Bulletin 8-9 / Août 1997

Procès-verbal du 19 mars 1997

Conférence de M. Schlup : Biographies neuchâteloises

par Germain Hausmann

Sont présents : 18 personnes.
Se sont excusés : 2 personnes.

Notre président présente en quelques mots notre conférencier M. Schlup, directeur de la Bibliothèque publique et universitaire de Neuchâtel, qui nous présentera aujourd’hui un ouvrage paru sous sa direction : le premier volume (un seul paru) des biographies neuchâteloises (Biographies neuchâteloises, Hauterive, 1996-…, 4 vol. [t. I : De saint Guillaume à la fin des Lumières]).

Présentation du projet

Après avoir remercié notre société de l’avoir invité, M. Schlup nous expose qu’il n’existait jusqu’ici qu’un dictionnaire biographique se rapportant à notre canton : celui de Jeanneret (Frédéric Alexandre Marie Jeanneret, Biographie neuchâteloise, continué par J. H. Bonhôte,le Locle 1863, 2 vol.). (volume 1 : / volume 2 : ). Cet ouvrage date, sa conception est ancienne, il utilise souvent des sources orales peu fiables, il ne concerne que l’Ancien Régime. Il convenait de le réactualiser. Beaucoup d’archives familiales sont actuellement accessibles. De nombreuses monographies d’excellente tenue ont désormais été publiées en particulier dans la revue régionale, le Musée neuchâtelois. A l’aube de l’an 2000, il s’agissait donc de faire le bilan des grandes personnalités qui ont marqué l’histoire locale ou internationale. Notre démarche différera de celle de nos prédécesseurs, puisque nous ne sélectionnerons 200 personnages qui seront sommairement présentés.

Deux recherches nous ont donné l’envie d’aborder ce travail gigantesque : tout d’abord, un projet helvétique auquel nous participons pour sa partie neuchâteloise se propose de mettre sur Internet les portraits scannés de tous les Suisses illustres. En outre, sous la direction de l’Institut neuchâtelois, nous entreprenons une anthologie des écrivains d’imagination ayant vécu dans notre canton dès 1848. En abordant ces deux travaux, nous avons constaté à quel point nous manquions d’un dictionnaire biographique moderne à propos de nos compatriotes.

- [Données fournies]:
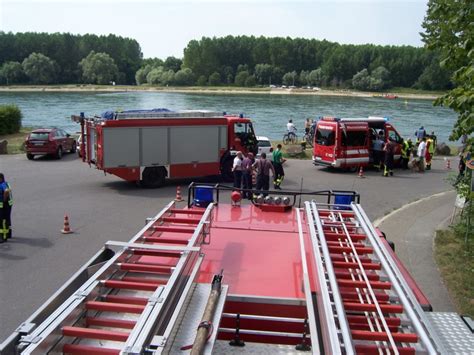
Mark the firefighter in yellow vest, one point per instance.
(6, 204)
(429, 152)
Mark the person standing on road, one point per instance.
(421, 155)
(247, 163)
(237, 170)
(377, 149)
(278, 161)
(6, 204)
(263, 167)
(389, 150)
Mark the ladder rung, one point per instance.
(76, 349)
(375, 350)
(370, 307)
(110, 322)
(359, 250)
(383, 336)
(126, 299)
(114, 307)
(363, 320)
(381, 285)
(156, 282)
(345, 274)
(127, 285)
(354, 265)
(193, 211)
(167, 254)
(146, 268)
(181, 220)
(166, 240)
(173, 229)
(348, 295)
(90, 333)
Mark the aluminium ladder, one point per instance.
(365, 306)
(132, 301)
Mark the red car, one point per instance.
(49, 141)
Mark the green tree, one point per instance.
(12, 72)
(250, 81)
(316, 77)
(98, 68)
(290, 78)
(449, 28)
(202, 81)
(361, 80)
(184, 77)
(214, 79)
(263, 73)
(241, 78)
(39, 68)
(154, 76)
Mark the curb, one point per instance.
(380, 220)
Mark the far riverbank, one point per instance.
(216, 90)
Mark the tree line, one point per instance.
(232, 60)
(44, 58)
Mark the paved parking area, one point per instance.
(39, 259)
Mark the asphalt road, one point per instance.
(39, 259)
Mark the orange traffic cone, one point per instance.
(448, 164)
(66, 229)
(178, 197)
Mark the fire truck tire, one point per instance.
(226, 170)
(154, 177)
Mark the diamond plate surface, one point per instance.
(453, 332)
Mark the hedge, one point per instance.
(10, 119)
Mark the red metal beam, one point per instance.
(126, 299)
(127, 285)
(90, 333)
(75, 349)
(146, 268)
(366, 307)
(382, 336)
(380, 285)
(110, 322)
(114, 307)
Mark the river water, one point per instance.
(270, 113)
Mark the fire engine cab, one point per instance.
(347, 142)
(148, 146)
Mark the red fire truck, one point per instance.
(148, 146)
(347, 142)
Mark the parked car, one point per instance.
(264, 145)
(49, 141)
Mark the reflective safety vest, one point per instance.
(431, 147)
(405, 149)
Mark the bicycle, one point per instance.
(290, 138)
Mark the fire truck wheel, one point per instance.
(154, 177)
(226, 170)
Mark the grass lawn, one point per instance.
(16, 141)
(457, 269)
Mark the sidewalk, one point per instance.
(412, 229)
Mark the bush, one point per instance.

- [Consignes]:
• A. Répondez à ces questions sur le procès-verbal :
(i) Combien de personnes étaient présentes ?
(ii) Quelle fonction occupe M. Schlup ?
(iii) À partir de quelle année l'anthologie entreprise sous la direction de l'Institut neuchâtelois retient-elle les écrivains d'imagination ayant vécu dans le canton ?
• B. Dans les enregistrements, recopiez les lignes comprises entre celle qui contient « Mark the fire truck wheel, one » et la fin des enregistrements, ces deux bornes incluses. Substituez « per object » à « per instance » et ne modifiez rien d'autre.
Le texte et les enregistrements n'ont aucun lien entre eux.

- [Réponses attendues]:
• A.
(i) 18 personnes.
(ii) Il est directeur de la Bibliothèque publique et universitaire de Neuchâtel.
(iii) À partir de 1848.

• B.
Mark the fire truck wheel, one point per object.
(154, 177)
(226, 170)
Mark the grass lawn, one point per object.
(16, 141)
(457, 269)
Mark the sidewalk, one point per object.
(412, 229)
Mark the bush, one point per object.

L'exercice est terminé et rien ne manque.